There’s No Place Like Home
As a little girl growing up in a tiny Illinois farm town, I would often dream of moving to Chicago and becoming somebody completely different. When I finally arrived there after graduating from high school, I was absolutely overwhelmed. After a while, I discovered that while my location had changed, I was still that small town girl. Since that time I have asked myself: is home merely a state of mind? Is geography nothing more than a physical location? And, in the case of Christopher McCandless and Gerald Broflofski, can changing your identity be as easy as changing your zip code? I do not believe that to be the case. In fact, I find the opposite to be true. It is one’s experiences and morals that makes a person who they are. Location, ultimately, is just a backdrop.

Working data:

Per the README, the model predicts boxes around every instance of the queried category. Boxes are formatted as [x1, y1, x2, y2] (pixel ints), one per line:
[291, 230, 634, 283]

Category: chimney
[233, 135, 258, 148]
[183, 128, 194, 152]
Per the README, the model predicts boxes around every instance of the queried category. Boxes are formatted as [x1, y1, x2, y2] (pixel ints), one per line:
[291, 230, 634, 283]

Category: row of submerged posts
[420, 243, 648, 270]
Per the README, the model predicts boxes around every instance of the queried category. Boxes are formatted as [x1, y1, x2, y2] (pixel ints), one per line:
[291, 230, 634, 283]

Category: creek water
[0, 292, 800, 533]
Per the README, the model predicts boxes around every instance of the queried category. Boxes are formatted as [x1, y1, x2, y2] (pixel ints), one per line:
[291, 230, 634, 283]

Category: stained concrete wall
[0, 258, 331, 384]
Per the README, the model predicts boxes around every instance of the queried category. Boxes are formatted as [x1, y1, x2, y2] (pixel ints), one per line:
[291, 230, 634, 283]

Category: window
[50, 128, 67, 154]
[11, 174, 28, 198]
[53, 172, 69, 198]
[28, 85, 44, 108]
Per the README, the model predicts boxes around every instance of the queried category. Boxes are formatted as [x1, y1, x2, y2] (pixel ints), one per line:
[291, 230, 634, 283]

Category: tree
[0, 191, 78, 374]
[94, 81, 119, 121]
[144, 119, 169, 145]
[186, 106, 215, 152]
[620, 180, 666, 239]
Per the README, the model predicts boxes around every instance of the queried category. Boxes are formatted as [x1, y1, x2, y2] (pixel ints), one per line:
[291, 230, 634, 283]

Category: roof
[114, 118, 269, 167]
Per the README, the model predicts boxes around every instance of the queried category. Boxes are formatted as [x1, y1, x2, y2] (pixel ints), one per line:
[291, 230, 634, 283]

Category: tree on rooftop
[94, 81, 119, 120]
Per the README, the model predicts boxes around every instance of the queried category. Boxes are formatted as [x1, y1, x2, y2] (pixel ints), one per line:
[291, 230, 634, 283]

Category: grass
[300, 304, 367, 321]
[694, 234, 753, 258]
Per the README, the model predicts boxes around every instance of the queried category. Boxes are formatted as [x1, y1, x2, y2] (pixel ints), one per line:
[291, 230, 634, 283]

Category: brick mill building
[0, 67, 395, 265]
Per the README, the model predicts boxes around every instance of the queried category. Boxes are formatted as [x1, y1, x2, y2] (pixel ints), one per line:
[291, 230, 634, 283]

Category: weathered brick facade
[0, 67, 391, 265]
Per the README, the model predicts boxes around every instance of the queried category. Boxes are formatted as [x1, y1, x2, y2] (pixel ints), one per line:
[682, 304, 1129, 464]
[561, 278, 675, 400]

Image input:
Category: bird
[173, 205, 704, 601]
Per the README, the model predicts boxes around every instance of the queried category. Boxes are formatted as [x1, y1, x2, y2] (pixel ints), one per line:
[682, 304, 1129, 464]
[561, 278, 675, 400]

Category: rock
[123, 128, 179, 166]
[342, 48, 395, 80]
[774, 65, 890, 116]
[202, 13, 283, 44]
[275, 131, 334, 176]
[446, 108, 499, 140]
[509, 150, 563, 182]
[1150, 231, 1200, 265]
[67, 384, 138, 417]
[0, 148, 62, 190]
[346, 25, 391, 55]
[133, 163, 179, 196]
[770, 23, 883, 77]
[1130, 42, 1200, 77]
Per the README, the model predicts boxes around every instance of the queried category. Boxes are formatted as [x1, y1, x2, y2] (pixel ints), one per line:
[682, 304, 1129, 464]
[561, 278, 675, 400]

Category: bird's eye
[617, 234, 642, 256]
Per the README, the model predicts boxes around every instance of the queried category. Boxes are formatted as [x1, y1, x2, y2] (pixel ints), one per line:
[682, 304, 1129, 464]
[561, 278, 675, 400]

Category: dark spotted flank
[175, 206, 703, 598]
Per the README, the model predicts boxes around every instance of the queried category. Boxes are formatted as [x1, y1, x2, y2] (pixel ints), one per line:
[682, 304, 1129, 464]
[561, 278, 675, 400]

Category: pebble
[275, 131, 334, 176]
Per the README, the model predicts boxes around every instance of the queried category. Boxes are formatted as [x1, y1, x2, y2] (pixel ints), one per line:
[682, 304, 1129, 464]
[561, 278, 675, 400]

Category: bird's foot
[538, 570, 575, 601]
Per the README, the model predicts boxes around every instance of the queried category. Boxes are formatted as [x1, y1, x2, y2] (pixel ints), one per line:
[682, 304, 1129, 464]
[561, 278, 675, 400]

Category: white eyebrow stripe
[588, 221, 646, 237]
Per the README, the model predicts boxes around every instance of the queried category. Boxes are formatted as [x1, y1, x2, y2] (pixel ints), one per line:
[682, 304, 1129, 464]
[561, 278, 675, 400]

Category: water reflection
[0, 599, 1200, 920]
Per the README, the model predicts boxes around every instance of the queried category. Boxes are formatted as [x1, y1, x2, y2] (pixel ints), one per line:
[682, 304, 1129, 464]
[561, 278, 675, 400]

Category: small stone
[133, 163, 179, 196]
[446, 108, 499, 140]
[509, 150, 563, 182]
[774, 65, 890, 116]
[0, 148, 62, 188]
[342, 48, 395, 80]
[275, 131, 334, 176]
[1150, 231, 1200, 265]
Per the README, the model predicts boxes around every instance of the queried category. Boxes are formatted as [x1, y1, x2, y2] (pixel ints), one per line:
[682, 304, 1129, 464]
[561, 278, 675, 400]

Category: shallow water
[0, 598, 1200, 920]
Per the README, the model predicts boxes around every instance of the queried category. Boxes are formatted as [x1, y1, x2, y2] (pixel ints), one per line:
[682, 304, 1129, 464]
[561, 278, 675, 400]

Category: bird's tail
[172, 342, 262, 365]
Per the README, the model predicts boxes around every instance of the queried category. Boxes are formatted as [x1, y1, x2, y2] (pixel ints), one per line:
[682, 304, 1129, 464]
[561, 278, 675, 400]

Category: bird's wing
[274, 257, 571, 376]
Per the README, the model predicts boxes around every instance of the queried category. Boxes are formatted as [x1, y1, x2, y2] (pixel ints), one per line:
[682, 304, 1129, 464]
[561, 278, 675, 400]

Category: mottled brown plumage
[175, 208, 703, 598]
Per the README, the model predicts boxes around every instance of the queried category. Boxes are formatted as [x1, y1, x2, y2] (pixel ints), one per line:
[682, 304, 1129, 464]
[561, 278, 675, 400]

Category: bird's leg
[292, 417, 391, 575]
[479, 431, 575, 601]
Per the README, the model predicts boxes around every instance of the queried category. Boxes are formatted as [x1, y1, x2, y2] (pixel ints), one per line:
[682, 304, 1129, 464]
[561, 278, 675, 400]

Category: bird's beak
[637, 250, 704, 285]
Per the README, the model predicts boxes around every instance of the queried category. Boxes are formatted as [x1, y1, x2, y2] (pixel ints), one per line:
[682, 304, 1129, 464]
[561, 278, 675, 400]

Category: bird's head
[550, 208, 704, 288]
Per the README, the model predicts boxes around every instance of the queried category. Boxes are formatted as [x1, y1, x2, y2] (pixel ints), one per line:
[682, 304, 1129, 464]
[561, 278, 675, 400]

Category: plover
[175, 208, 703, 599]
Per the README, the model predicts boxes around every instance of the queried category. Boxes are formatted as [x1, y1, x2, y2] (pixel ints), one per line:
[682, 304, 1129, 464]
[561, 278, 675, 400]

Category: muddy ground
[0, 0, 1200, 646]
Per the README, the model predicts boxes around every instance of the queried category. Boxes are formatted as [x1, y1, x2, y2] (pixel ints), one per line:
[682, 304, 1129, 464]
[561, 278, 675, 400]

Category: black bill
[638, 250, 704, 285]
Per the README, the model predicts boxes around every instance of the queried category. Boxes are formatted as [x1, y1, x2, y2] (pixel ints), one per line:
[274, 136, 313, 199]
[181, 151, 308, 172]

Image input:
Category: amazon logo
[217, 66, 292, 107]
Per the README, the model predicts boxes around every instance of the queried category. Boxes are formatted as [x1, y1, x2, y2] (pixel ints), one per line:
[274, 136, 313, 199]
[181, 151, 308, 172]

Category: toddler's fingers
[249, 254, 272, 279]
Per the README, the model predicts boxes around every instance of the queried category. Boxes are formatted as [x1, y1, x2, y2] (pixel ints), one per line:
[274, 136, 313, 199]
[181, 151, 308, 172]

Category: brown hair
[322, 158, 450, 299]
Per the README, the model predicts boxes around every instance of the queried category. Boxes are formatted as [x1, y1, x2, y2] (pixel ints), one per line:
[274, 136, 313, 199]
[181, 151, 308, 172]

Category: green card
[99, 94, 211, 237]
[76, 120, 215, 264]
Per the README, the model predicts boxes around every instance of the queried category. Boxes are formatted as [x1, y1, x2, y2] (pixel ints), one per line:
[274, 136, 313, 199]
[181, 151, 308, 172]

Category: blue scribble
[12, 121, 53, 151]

What this exercise asks:
1. In the essay about home, where did the writer grow up?
2. Print the stretch of the listing from its very first line through the line containing "[94, 81, 119, 120]".
The essay and the listing have nothing to do with each other.

Results of the tasks:
1. In a tiny Illinois farm town.

2.
Per the README, the model predicts boxes around every instance of the queried category. Boxes are formatted as [x1, y1, x2, y2] (pixel ints), one per line:
[291, 230, 634, 283]

Category: chimney
[233, 135, 258, 148]
[183, 128, 194, 152]
Per the README, the model predicts boxes around every instance of the queried category. Boxes are formatted as [x1, y1, x2, y2] (pixel ints), one per line:
[291, 230, 634, 283]

Category: row of submerged posts
[420, 243, 648, 270]
Per the README, the model predicts boxes around every instance of the queried category. Boxes are formatted as [x1, y1, x2, y2] (pixel ints), one per line:
[291, 230, 634, 283]

Category: creek water
[0, 292, 800, 533]
Per the README, the model predicts boxes around every instance of the queried category. Boxes are formatted as [x1, y1, x2, y2] (pixel ints), one per line:
[291, 230, 634, 283]

Category: stained concrete wall
[0, 258, 331, 384]
Per the README, the model predicts boxes around every instance of the queried category. Boxes are formatted as [x1, y1, x2, y2] (pixel ints), one per line:
[291, 230, 634, 283]

Category: window
[50, 128, 67, 154]
[11, 174, 28, 198]
[53, 172, 69, 198]
[28, 85, 44, 108]
Per the README, the model predicts boxes around every instance of the queried category. Boxes are formatted as [x1, y1, x2, y2] (pixel ints), one per line:
[291, 230, 634, 283]

Category: tree
[0, 191, 78, 374]
[94, 81, 119, 121]
[144, 119, 169, 145]
[186, 106, 215, 152]
[620, 180, 666, 239]
Per the README, the model predicts boxes around every instance of the queried category. Boxes are formatted as [x1, y1, x2, y2] (pixel ints), one per line:
[291, 230, 634, 283]

Category: roof
[114, 118, 269, 167]
Per the README, the model predicts boxes around every instance of the queried category. Boxes are formatted as [x1, y1, x2, y2] (pixel ints), one per line:
[291, 230, 634, 283]

Category: tree on rooftop
[94, 81, 119, 120]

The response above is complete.